At the same time, this thing is remote attack surface in the IP stack, and it
looks like it has already led to a remote DoS bug in the past - the first search
result on bing.com for both "ipcomp macos" and "ipcomp xnu" is
<https://www.exploit-db.com/exploits/5191>.

In case you decide to fix the bug in a different way, please note:

 - I believe that this can *NOT* be fixed by removing the PR_PROTOLOCK flag from
   the entries in `inetsw` and `inet6sw`. While removal of that flag would cause
   the input code to take the domain mutex before invoking the protocol handler,
   IPv4 and IPv6 are different domains, and so concurrent processing of
   IPv4+IPComp and IPv6+IPComp packets would probably still trigger the bug.
 - If you decide to fix the memory allocation of IPComp so that the input path
   works again (please don't - you'll never again have such a great way to prove
   that nobody is using that code), I think another bug will become reachable:
   I don't see anything that prevents unbounded recursion between
   ip_proto_dispatch_in() and ipcomp4_input() using an IP packet with a series
   of IPComp headers, which would be usable to cause a kernel panic via stack
   overflow with a single IP packet.

**STATED PROBLEM 1:** Reproduce word for word the part of the IPComp bug note that begins at the words "At the same" and stops after "<https://www.exploit-db.com/exploits/5191>.".

**THE RECORDS:**
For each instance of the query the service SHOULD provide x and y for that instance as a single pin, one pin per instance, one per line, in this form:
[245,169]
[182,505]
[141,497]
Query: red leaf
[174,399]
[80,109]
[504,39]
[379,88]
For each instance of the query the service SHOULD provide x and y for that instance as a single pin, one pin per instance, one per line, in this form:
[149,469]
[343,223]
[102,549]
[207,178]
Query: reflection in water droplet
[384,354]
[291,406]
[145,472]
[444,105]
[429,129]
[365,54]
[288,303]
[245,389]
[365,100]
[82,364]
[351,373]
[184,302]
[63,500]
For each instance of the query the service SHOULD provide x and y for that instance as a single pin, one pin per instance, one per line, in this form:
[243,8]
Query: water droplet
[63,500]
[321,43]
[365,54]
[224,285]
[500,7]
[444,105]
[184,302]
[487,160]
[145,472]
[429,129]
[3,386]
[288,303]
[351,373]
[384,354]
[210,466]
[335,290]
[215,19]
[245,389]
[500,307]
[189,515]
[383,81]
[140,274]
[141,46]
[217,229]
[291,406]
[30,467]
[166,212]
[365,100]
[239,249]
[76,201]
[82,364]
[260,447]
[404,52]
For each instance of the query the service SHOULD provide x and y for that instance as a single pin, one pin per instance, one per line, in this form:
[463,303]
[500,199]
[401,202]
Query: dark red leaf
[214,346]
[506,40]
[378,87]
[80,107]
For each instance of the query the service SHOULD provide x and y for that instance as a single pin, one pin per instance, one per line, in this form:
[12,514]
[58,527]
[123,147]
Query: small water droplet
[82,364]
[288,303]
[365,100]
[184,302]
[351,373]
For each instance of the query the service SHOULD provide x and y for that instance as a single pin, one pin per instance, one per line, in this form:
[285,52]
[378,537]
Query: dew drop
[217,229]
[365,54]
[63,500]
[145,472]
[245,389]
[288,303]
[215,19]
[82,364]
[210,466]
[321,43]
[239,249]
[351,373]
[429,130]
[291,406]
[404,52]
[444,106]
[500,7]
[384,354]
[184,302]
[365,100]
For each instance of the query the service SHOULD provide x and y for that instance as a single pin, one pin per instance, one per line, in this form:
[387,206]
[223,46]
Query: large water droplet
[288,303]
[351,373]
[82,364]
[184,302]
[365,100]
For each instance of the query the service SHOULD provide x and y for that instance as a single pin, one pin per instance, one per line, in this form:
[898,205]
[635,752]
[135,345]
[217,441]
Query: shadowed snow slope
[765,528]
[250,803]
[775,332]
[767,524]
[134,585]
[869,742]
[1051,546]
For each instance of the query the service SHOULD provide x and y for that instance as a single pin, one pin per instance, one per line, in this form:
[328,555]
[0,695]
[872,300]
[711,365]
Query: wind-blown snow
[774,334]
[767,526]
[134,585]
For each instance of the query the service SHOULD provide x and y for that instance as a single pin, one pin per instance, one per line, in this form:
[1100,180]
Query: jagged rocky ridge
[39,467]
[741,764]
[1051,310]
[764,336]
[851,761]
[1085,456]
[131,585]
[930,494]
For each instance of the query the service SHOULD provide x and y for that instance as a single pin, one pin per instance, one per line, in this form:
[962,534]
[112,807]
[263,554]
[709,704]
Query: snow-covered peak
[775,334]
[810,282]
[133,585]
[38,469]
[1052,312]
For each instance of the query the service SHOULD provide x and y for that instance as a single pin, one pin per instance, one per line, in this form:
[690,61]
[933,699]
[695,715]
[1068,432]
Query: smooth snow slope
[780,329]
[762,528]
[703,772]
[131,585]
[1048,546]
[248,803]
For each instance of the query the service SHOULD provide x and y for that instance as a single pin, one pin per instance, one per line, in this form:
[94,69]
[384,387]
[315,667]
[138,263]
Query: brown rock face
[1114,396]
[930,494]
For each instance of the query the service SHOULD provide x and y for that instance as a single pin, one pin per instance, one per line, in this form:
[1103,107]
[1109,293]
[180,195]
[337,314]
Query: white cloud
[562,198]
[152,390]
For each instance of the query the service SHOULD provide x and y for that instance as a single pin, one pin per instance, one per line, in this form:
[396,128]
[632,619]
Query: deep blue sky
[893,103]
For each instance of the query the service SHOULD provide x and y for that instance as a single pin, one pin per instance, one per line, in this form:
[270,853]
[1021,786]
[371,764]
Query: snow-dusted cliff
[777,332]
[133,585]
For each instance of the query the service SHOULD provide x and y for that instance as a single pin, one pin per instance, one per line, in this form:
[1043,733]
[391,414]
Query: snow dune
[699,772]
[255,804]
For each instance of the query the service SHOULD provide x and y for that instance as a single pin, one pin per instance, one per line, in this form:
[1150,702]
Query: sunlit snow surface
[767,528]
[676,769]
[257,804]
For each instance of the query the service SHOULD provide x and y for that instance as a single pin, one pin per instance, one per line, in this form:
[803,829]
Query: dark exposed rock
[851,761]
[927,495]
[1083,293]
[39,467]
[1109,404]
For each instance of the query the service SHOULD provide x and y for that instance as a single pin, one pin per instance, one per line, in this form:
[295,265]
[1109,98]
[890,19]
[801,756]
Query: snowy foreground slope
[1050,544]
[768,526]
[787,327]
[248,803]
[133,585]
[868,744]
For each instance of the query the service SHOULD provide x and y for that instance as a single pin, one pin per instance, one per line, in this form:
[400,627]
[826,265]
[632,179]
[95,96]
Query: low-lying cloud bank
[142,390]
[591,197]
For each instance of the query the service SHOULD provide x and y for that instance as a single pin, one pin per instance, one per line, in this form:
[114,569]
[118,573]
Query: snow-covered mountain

**STATED PROBLEM 2:** Return every line of the records that holds the string "water", and treat uppercase and lowercase as different.

**EXERCISE SOLUTION 1:**
At the same time, this thing is remote attack surface in the IP stack, and it
looks like it has already led to a remote DoS bug in the past - the first search
result on bing.com for both "ipcomp macos" and "ipcomp xnu" is
<https://www.exploit-db.com/exploits/5191>.

**EXERCISE SOLUTION 2:**
Query: reflection in water droplet
Query: water droplet
Query: small water droplet
Query: large water droplet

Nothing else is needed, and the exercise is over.